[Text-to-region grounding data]
-------------------------

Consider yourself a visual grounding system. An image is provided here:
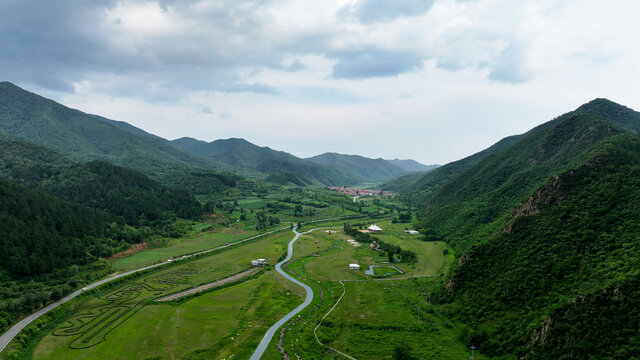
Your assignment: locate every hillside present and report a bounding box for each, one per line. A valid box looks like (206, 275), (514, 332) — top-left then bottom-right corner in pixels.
(307, 152), (407, 183)
(408, 99), (640, 358)
(0, 138), (202, 225)
(418, 113), (623, 251)
(171, 137), (362, 186)
(0, 82), (223, 182)
(438, 132), (640, 358)
(386, 159), (439, 172)
(411, 98), (640, 201)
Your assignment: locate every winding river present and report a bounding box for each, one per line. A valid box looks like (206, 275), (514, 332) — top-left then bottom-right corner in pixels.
(249, 226), (315, 360)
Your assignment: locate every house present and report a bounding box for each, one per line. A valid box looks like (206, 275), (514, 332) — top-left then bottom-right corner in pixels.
(250, 258), (267, 266)
(404, 230), (420, 235)
(368, 224), (382, 232)
(349, 264), (360, 270)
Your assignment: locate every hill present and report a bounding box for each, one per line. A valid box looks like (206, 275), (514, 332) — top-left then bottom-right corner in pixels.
(410, 98), (640, 201)
(0, 138), (202, 226)
(386, 159), (439, 172)
(0, 82), (223, 182)
(412, 99), (640, 358)
(171, 137), (362, 186)
(306, 152), (407, 183)
(438, 132), (640, 358)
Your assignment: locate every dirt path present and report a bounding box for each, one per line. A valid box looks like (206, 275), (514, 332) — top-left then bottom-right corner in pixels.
(155, 268), (261, 302)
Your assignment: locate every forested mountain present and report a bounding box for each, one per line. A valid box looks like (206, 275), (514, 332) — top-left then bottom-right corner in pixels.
(0, 177), (113, 276)
(306, 152), (408, 183)
(379, 171), (429, 194)
(172, 137), (364, 186)
(411, 98), (640, 201)
(386, 158), (439, 172)
(0, 138), (202, 225)
(414, 99), (640, 358)
(0, 82), (223, 182)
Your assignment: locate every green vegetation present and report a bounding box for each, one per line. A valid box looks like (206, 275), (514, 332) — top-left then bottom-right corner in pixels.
(438, 133), (640, 358)
(0, 82), (230, 184)
(25, 230), (299, 360)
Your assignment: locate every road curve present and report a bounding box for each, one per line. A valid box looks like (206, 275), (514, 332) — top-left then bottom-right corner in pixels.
(0, 226), (289, 354)
(249, 226), (315, 360)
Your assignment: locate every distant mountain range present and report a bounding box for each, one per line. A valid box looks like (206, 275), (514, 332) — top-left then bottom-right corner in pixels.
(170, 137), (438, 186)
(0, 81), (435, 187)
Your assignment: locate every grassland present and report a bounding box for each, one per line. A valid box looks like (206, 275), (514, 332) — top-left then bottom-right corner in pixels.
(30, 230), (304, 360)
(258, 220), (480, 360)
(111, 225), (265, 272)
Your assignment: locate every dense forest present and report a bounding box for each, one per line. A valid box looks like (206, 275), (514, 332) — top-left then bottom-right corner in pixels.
(402, 100), (640, 359)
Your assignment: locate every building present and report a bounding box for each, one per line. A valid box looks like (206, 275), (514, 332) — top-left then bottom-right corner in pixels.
(349, 264), (360, 270)
(404, 230), (420, 235)
(250, 258), (267, 266)
(368, 224), (382, 232)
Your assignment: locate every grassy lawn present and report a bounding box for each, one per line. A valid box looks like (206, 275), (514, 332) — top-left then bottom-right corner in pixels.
(315, 280), (489, 360)
(32, 231), (304, 360)
(111, 225), (265, 272)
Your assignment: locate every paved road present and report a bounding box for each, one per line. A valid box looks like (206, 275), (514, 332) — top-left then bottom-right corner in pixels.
(0, 226), (289, 354)
(249, 226), (315, 360)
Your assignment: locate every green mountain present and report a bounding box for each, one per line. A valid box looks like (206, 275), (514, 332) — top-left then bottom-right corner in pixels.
(386, 159), (439, 172)
(411, 98), (640, 201)
(413, 99), (640, 358)
(0, 138), (202, 226)
(379, 171), (429, 194)
(171, 137), (362, 186)
(0, 82), (223, 181)
(306, 152), (408, 183)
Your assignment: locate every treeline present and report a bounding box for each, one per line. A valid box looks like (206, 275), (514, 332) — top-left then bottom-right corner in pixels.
(344, 224), (416, 263)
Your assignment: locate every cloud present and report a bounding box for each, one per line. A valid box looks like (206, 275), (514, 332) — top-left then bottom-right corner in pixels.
(329, 48), (424, 79)
(286, 59), (306, 72)
(0, 0), (286, 97)
(338, 0), (435, 24)
(201, 106), (213, 114)
(488, 42), (530, 84)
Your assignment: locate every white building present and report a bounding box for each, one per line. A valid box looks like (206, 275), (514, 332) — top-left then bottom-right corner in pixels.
(251, 258), (267, 266)
(349, 264), (360, 270)
(368, 224), (382, 232)
(405, 230), (420, 235)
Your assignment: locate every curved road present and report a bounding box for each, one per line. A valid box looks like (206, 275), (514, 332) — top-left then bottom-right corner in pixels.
(0, 226), (290, 354)
(249, 226), (315, 360)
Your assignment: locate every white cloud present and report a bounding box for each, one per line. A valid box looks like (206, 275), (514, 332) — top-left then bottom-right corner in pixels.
(2, 0), (640, 164)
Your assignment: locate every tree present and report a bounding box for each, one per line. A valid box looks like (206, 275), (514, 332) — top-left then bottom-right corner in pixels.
(392, 343), (416, 360)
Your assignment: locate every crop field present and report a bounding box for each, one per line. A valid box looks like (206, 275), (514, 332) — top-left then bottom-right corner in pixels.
(31, 231), (304, 360)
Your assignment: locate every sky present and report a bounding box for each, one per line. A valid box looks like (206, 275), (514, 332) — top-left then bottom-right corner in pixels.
(1, 0), (639, 165)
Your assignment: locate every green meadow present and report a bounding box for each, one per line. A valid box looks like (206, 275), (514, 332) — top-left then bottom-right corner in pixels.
(31, 231), (303, 360)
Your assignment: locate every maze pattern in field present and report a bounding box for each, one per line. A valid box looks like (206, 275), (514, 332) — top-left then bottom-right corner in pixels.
(52, 268), (199, 349)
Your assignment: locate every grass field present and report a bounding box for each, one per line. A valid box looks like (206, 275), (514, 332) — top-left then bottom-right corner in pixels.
(111, 225), (265, 272)
(258, 223), (478, 360)
(31, 230), (304, 360)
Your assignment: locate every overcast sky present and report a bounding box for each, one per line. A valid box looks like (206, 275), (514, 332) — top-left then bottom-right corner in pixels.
(1, 0), (639, 165)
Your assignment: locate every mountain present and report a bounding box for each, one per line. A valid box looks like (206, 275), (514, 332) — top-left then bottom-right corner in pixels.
(171, 137), (362, 186)
(0, 138), (202, 225)
(0, 82), (224, 182)
(306, 152), (407, 183)
(379, 171), (429, 194)
(410, 98), (640, 202)
(386, 159), (439, 172)
(413, 99), (640, 358)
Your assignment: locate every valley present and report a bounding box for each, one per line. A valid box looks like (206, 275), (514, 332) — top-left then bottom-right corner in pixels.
(1, 83), (640, 360)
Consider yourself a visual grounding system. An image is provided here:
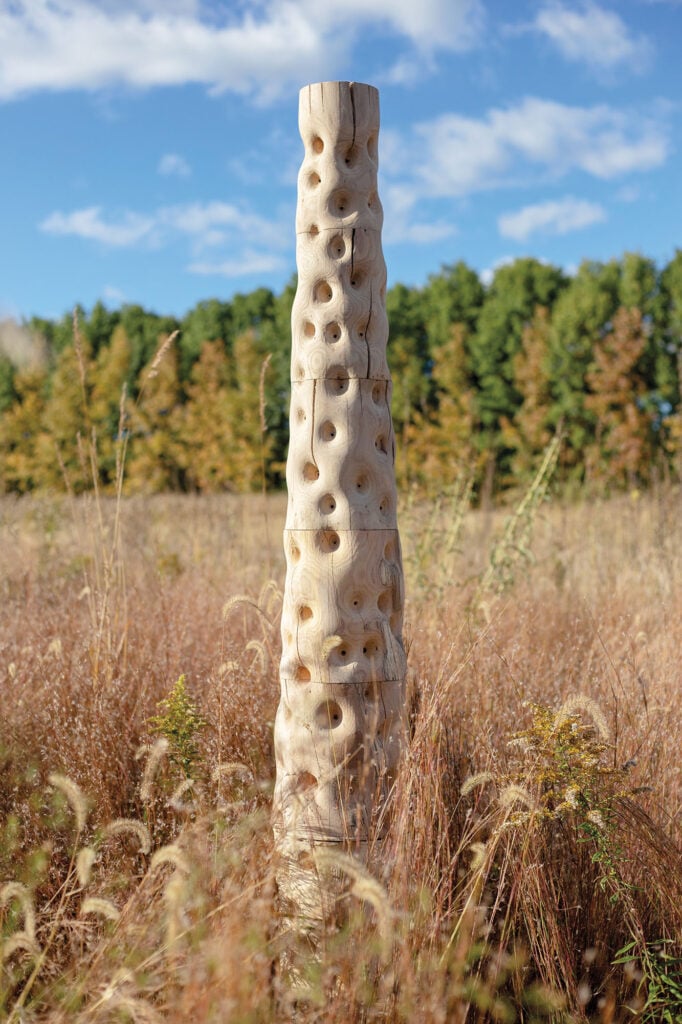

-------------------------

WHAT THE TASK ASKS
Exactly as written, copy the entries above without their pictures.

WRITTEN ANSWER
Consider yourself a visual grounding system. An image is provided here:
Your assignment: locate every hillside present and report a bounding box for each, one per line. A valid box looks like (206, 275), (514, 332) — top-left then bottom-right corner in pixels.
(307, 152), (407, 183)
(408, 99), (640, 358)
(0, 138), (202, 225)
(418, 113), (623, 251)
(171, 137), (362, 186)
(0, 82), (223, 182)
(438, 132), (640, 358)
(386, 159), (439, 172)
(411, 98), (640, 201)
Your assignment: locate every winding river present and report a bounding box for each, one per line. A valid box looks like (206, 275), (514, 332) — top-left then bottom-right corner in pixels.
(249, 226), (315, 360)
Your assignment: locate every house present and report a bounding box for each, one per line. A valid box looks like (206, 275), (514, 332) — top-left then bottom-right corner in pixels.
(250, 258), (267, 266)
(404, 230), (420, 235)
(368, 224), (382, 232)
(349, 264), (360, 270)
Your assignment: locate every hill present and report a bounding box for each, one per line. A valid box looks like (206, 275), (514, 332) — top-left then bottom-right corner in pixels.
(410, 98), (640, 201)
(0, 138), (202, 226)
(386, 159), (439, 172)
(0, 82), (223, 182)
(412, 99), (640, 358)
(171, 137), (362, 186)
(306, 152), (407, 183)
(438, 132), (640, 358)
Your assignment: locate every dirt path present and report a bounding box for each, one per line. A valid box looks like (206, 275), (514, 332) — top-left then bottom-right corner in pixels.
(155, 268), (261, 302)
Your assignment: locate every forested mountain present and report a bounding box for each, one per line. A valid box looks like (206, 275), (514, 332) — top-left then bottom-right corner in pixels.
(0, 177), (113, 276)
(306, 152), (408, 183)
(379, 171), (429, 194)
(172, 137), (364, 186)
(411, 98), (640, 201)
(386, 158), (439, 172)
(0, 138), (202, 225)
(414, 99), (640, 358)
(0, 82), (223, 182)
Your assignment: locate every green vegetation present and report a bounding box for each, one per line. A valid box looks like (206, 275), (514, 332) — top-left then bottom-right corner in pixels.
(438, 133), (640, 358)
(0, 82), (230, 184)
(25, 230), (299, 360)
Your assignment: locate every road curve present and report a bounding box for each, one per line. A valid box looks like (206, 275), (514, 332) — top-left then bottom-right corner in pixels.
(0, 226), (289, 354)
(249, 226), (315, 360)
Your assignment: locate every distant mountain range present and report a bounding box for each, one per line. A valid box looks like (206, 275), (514, 332) — top-left then bottom-right corner in pixels.
(170, 137), (438, 186)
(0, 81), (435, 187)
Your assignment: locate every grassland present and report a bounding box for each, one per line. A valid box looks like (206, 275), (514, 332) — top-left then bottom-right corner in pixels.
(30, 230), (304, 360)
(258, 220), (480, 360)
(111, 225), (265, 272)
Your assignment: locate every dense forest present and report a bounding box for each, one per line. A valid box looks like (206, 275), (514, 332) — top-left then bottom-right corner in pixels.
(402, 100), (640, 359)
Your assignment: locate every building present and report a bounding box for each, one per line. A valid box looks like (206, 275), (514, 332) — top-left then bottom-right corner in pixels.
(349, 264), (360, 270)
(404, 230), (420, 235)
(250, 258), (267, 266)
(368, 224), (382, 232)
Your assignment: locate every grassy lawn present and report a bounding box for each, one per line. A valid box looks like (206, 275), (514, 332) — top-left then bottom-right corner in pixels.
(315, 280), (489, 360)
(32, 231), (304, 360)
(111, 225), (265, 272)
Your assignment: locate every paved road present and report a bounding box for each, one per line. A valid box looks like (206, 275), (514, 332) — top-left then bottom-right corner in pixels.
(0, 226), (289, 354)
(249, 226), (315, 360)
Your assignment: locate every green mountain present and report a bounding box for each, one per line. A valid box looks like (206, 275), (514, 332) — top-left then bottom-right corner in pixels.
(386, 159), (439, 172)
(411, 98), (640, 201)
(413, 99), (640, 358)
(0, 138), (202, 226)
(379, 171), (429, 194)
(171, 137), (362, 186)
(0, 82), (223, 181)
(306, 152), (408, 183)
Your assignment: locate every treeline present and report a bounding box for each, one per line. A valid box looks like (206, 275), (514, 332) — top-left then bottom-right corner in pixels.
(344, 224), (416, 263)
Your assignment: locate every cloud present and report a bounding box for each, one per line. A valid box looks like (206, 275), (514, 332) — top-left then bottom-right corner in pixels.
(329, 48), (424, 79)
(286, 59), (306, 72)
(0, 0), (286, 97)
(338, 0), (435, 24)
(201, 106), (213, 114)
(488, 42), (530, 84)
Your assignment: locate every white building present and report a bounding box for each, one per line. A valid box looks like (206, 275), (514, 332) — top-left then bottom-right corner in pixels.
(251, 258), (267, 266)
(349, 264), (360, 270)
(368, 224), (382, 232)
(405, 230), (420, 235)
Your assignment: locate every curved road present and report a bounding box for each, one per line. A valid box looks like (206, 275), (514, 332) — top-left then bottom-right corner in pixels.
(0, 226), (290, 354)
(249, 226), (315, 360)
Your assignment: locate every white cloud present and report a bounding box for each, one per line. A valid box looks like (206, 275), (514, 332) — top-left then bottom-right corner in pixels.
(2, 0), (640, 164)
Your assignment: locate every tree present and report a bounding box for each, one per line. A valid box looks like (206, 275), (514, 332) — top-left then bottom-right corner in pixels.
(392, 343), (416, 360)
Your assignment: locate every crop field present and report a bounding box for each, one per line. A valid box looks like (206, 275), (514, 332) — top-left then bottom-right corner in pixels.
(31, 231), (304, 360)
Your assignment: locate every sky present and report a bounding box for each, one per line. A valid box looks like (206, 275), (514, 332) — top-left then bottom-right corner in pixels.
(1, 0), (639, 165)
Your assignment: locate every green meadow present and report a bounding box for each, one per line. A valid box looks like (206, 275), (514, 332) — top-left then bottom-right corner in pixels.
(31, 231), (303, 360)
Your assignment: locate every maze pattern in field present and report a bounding box for each, one per line. A valid box looks like (206, 275), (514, 332) — top-left then bottom-right corner in pixels.
(52, 268), (199, 349)
Your assignment: locate every grass field present and report a bounding box for each, one per line. A valid box looks like (206, 275), (514, 332) — top-left then bottom-right corner in pixels.
(111, 225), (265, 272)
(258, 223), (478, 360)
(31, 230), (304, 360)
Your assignment: locate every overcast sky present and report a bounding box for each, one per line. A valid box looks like (206, 275), (514, 332) — top-left then bottom-right corner in pixels.
(1, 0), (639, 165)
Your assignment: locate every mountain present and report a bounding box for each, one per line. A valid box looks like (206, 275), (514, 332) — top-left then bottom-right corner in pixels.
(171, 137), (362, 186)
(0, 138), (202, 225)
(0, 82), (224, 182)
(306, 152), (407, 183)
(379, 171), (429, 194)
(410, 98), (640, 202)
(386, 159), (439, 172)
(413, 99), (640, 358)
Your assignment: locate every valley present and report a bounding box for each, one per line. A valid box looks like (206, 275), (514, 332) — top-left then bottom-right corner in pixels.
(1, 83), (640, 360)
Consider yourself a visual grounding system. An image is provided here:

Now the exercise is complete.